══ Stored data ══

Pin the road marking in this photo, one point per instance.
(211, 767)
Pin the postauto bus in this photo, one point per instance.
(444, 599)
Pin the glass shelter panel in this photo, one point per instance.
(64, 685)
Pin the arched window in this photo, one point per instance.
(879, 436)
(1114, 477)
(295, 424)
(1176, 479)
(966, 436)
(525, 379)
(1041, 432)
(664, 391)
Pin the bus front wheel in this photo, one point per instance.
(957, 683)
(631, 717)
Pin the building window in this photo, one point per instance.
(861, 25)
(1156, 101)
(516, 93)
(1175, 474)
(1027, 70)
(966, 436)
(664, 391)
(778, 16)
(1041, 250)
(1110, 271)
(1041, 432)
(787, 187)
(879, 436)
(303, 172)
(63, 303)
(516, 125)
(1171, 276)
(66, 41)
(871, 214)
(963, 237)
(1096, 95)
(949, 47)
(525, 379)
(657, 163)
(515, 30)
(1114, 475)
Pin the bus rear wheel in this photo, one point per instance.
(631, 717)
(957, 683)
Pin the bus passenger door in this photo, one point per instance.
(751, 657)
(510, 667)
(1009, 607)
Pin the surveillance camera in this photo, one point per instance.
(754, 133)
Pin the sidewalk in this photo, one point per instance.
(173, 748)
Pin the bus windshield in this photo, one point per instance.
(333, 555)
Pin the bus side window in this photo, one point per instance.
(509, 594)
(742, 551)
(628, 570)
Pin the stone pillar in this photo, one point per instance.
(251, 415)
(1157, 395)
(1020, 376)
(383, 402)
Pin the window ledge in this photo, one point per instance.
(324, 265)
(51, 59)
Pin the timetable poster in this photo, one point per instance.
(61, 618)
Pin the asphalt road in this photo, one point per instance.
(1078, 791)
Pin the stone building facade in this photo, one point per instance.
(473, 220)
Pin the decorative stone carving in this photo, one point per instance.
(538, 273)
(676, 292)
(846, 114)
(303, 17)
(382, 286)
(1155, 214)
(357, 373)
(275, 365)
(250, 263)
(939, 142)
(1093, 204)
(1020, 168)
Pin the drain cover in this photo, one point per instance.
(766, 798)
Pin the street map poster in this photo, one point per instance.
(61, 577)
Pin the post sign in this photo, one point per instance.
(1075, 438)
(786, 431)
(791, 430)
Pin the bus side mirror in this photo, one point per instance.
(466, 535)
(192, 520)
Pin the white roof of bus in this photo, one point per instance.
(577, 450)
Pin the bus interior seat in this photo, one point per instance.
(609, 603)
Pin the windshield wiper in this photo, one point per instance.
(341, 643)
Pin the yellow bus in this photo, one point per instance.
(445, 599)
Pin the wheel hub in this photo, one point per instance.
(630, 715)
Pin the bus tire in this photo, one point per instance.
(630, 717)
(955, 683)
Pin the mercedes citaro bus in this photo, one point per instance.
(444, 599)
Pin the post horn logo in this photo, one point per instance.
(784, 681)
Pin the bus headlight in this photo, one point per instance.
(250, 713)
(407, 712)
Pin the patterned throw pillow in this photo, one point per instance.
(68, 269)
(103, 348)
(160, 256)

═══

> **Requirement**
Retype the records exactly.

> **Solution**
Pin the road marking in this photo, one point per instance.
(211, 767)
Pin the postauto bus in this photo, one point per instance.
(444, 599)
Pin the glass shelter panel in this photo, one point per instance.
(64, 685)
Pin the arched window in this photo, one point per instance.
(879, 436)
(1114, 477)
(295, 424)
(1176, 479)
(966, 436)
(525, 379)
(1041, 432)
(664, 391)
Pin the bus front wheel in this photo, one point per instance.
(957, 683)
(631, 717)
Pin the building window in this photo, one point per instance.
(861, 25)
(1156, 101)
(516, 93)
(1175, 474)
(1027, 70)
(966, 436)
(664, 391)
(778, 16)
(1041, 250)
(1110, 271)
(1041, 432)
(787, 187)
(879, 436)
(303, 172)
(63, 303)
(516, 125)
(1171, 276)
(66, 41)
(871, 214)
(963, 237)
(1096, 95)
(949, 47)
(525, 379)
(657, 163)
(515, 30)
(1114, 475)
Pin the bus rear wheel in this photo, one point per instance.
(631, 717)
(957, 683)
Pin the bus passenger door in this photo, one point per instance.
(751, 657)
(510, 667)
(1009, 607)
Pin the surveillance camera in this photo, one point per instance.
(754, 133)
Pin the sidewalk in this photo, one point per instance.
(173, 748)
Pin the bus windshield in this photo, one point per instance.
(333, 555)
Pin the bus side window in this photo, one point per instance.
(509, 594)
(742, 551)
(628, 570)
Pin the stone pillar in this photo, one point per instance.
(251, 415)
(1157, 395)
(1020, 376)
(383, 402)
Pin the window ledge in this photo, one point per instance.
(324, 265)
(51, 59)
Pin the timetable poster in this photo, one point per instance.
(61, 618)
Pin the asphalt road in this photo, one point per instance.
(1078, 791)
Pin the stone building facade in this photo, one point per instance.
(473, 220)
Pin the decorative stone carving in this photo, one point per instance.
(538, 273)
(676, 292)
(846, 114)
(303, 17)
(382, 286)
(1155, 214)
(357, 373)
(275, 365)
(250, 263)
(939, 142)
(1093, 204)
(1020, 168)
Pin the drain cover in this photo, one point per instance.
(766, 798)
Pin the street map poster in this photo, one point per instance.
(61, 577)
Pin the post sign in this photo, one point per instance.
(1075, 438)
(786, 431)
(791, 430)
Pin the bus side mirror in this photo, one point per instance.
(466, 535)
(192, 520)
Pin the white roof of bus in this photo, one point per instance.
(577, 450)
Pin the bus interior seat in this photo, one point per instance.
(609, 603)
Pin the windshield wiper in this photo, one point per instance.
(341, 643)
Pin the yellow bus in this photo, one point per instance.
(445, 599)
Pin the wheel hub in this photo, one point per instance.
(630, 715)
Pin the bus tire in this photo, one point per instance.
(630, 717)
(955, 683)
Pin the mercedes citaro bus in this photo, one point per instance.
(444, 599)
Pin the post horn logo in this photo, one point per instance.
(784, 681)
Pin the bus headlight in this photo, one point per instance.
(250, 713)
(407, 712)
Pin the patterned throw pillow in this photo, one point per instance.
(68, 269)
(103, 348)
(160, 256)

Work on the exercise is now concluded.